» TASK REQUIREMENTS
Exact copies of all the entries are required.

» SUPPLIED DATA
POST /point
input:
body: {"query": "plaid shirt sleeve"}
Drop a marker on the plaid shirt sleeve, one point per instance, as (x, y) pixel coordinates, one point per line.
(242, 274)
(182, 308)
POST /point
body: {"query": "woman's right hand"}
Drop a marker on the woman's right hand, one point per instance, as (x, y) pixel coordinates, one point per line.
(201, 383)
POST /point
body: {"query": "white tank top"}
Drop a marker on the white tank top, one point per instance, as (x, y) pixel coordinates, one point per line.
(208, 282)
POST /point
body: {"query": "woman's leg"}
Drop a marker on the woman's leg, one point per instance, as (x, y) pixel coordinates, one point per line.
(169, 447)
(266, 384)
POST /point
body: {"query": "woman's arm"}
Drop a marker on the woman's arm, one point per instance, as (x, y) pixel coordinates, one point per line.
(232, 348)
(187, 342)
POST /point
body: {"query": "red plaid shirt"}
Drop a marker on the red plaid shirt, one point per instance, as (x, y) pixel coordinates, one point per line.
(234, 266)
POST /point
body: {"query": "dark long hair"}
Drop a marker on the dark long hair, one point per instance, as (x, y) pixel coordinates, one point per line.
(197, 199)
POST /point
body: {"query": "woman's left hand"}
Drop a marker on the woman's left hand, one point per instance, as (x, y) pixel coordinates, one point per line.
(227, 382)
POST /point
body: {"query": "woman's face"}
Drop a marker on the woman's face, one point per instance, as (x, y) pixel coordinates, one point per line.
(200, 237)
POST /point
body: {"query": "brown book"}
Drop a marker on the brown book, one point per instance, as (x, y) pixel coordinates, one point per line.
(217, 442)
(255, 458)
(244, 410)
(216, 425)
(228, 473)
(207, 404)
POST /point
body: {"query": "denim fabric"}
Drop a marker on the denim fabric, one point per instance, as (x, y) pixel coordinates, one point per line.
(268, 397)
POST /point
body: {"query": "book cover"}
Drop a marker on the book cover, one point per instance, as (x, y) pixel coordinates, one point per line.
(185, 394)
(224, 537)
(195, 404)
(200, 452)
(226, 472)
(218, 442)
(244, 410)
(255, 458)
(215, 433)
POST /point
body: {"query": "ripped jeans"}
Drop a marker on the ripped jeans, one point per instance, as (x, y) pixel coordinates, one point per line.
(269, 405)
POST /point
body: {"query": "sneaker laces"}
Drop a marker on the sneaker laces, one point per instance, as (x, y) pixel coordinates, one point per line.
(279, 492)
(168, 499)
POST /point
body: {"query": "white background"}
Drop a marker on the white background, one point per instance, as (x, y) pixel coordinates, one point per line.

» EXERCISE RESULT
POST /point
input:
body: {"query": "plaid shirt sleeve"}
Drop a marker on the plaid shirt sleeve, one point per instance, as (x, y) pixel coordinates, one point per line.
(242, 274)
(182, 308)
POST /point
body: {"query": "woman's right hand"}
Drop a marker on the woman's right hand, one point per instance, as (x, y) pixel coordinates, one point per line.
(201, 383)
POST /point
body: {"query": "white tank top"}
Drop a marker on the white tank top, one point per instance, as (x, y) pixel coordinates, one point per line.
(208, 282)
POST /point
body: {"query": "woman's leg"}
Drop a marker on the woman's leg, one point per instance, as (x, y) pixel coordinates, one point per line.
(169, 447)
(266, 384)
POST /point
body: {"query": "woman's arm"}
Drop a marker on the woman's arm, one point per instance, as (x, y) pixel coordinates, one point per line.
(232, 348)
(187, 342)
POST /point
body: {"query": "red plaid shirt"}
Drop a marker on the red plaid shirt, one point per instance, as (x, y) pixel coordinates, one point per line.
(234, 266)
POST /point
body: {"query": "dark long hair"}
Drop a marker on the dark long hair, one point per instance, as (x, y) pixel coordinates, one point per line.
(197, 199)
POST /point
body: {"query": "woman's left hand"}
Drop a marker on the woman's left hand, one point per instance, as (x, y) pixel coordinates, one point per line.
(227, 382)
POST /point
body: {"query": "woman's face"}
Drop a marker on the woman's face, one point per instance, as (x, y) pixel coordinates, one point per line.
(200, 237)
POST /point
body: {"query": "brown book"}
Drop a marker on the brown book, one point per instance, as (x, y) pixel coordinates, one point per line.
(217, 442)
(255, 458)
(244, 410)
(216, 425)
(228, 473)
(207, 404)
POST /point
body: {"query": "denim fabric"}
Drop a marker on the denim fabric, one point per instance, as (x, y) pixel coordinates, one point per line.
(268, 397)
POST /point
body: {"query": "book cover"}
Drop a marker on the book cover, one point per instance, as (x, y) pixel coordinates, one point per line.
(185, 394)
(224, 537)
(195, 404)
(200, 452)
(226, 472)
(218, 442)
(244, 410)
(255, 458)
(215, 433)
POST /point
body: {"query": "ripped jeans"}
Drop a marker on the ripped jeans, one point per instance, as (x, y) pixel coordinates, one point per line.
(269, 405)
POST /point
body: {"query": "sneaker laces"}
Drop a marker on the sneaker laces, one point per instance, as (x, y) pixel coordinates, one point per line.
(279, 492)
(168, 499)
POST /point
body: {"query": "white background"}
Drop a marker on the white background, one point per instance, as (x, y) pixel coordinates, one point per line.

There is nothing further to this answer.